Extract provided
So agreed there are a few studies that support that heterodontosaurs do not belong alongside margincephalie, and rather alongside ornischians( yes I know, I always butcher that word sorry)

Sometimes adding data to the analysis or recoding it can change things enough to make such hypotheses most parsimonious after all, and i am certain you are quite familiar with this. It is hardly a foregone conclusion these findings are definitive and that heterodontosaurids may well be recovered as the sister taxa to margincephalia.

    If we accept the evidence as final here, we then are faced with finding something else that was more directly close to margincephalia in place of the heterodontosaurids. If you remove Yinlong and his quills and other heterodontosaurids, you seem to be moving further from a known or evidence based quilled ancestor.
   I would be curious for my own understanding to see what animals you suggest in this role...do you then move to Stenopelix?The closest sisters to margincephalia are the pachys, so do you start with the Micro pachys from China? Agilisaurus?Hexinlusaurus?
Xiaosaurus?
Jeholosaurus?
Wannanosaurus ?

Excerpts from point annotation data
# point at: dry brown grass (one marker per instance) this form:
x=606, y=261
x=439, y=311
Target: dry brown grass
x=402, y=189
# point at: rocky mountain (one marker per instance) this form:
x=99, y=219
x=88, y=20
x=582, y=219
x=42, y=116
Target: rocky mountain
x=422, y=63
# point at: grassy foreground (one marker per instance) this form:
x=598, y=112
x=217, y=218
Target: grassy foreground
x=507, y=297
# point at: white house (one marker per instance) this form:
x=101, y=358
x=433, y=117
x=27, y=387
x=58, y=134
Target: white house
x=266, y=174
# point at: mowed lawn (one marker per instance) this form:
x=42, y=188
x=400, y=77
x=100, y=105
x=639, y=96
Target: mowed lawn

Exercise requirements
List every genus name the heterodontosaur excerpt puts as a question when asking what animal might take the heterodontosaurids' place. Nothing in the records is needed here.

Task output
Stenopelix, Agilisaurus, Hexinlusaurus, Xiaosaurus, Jeholosaurus, Wannanosaurus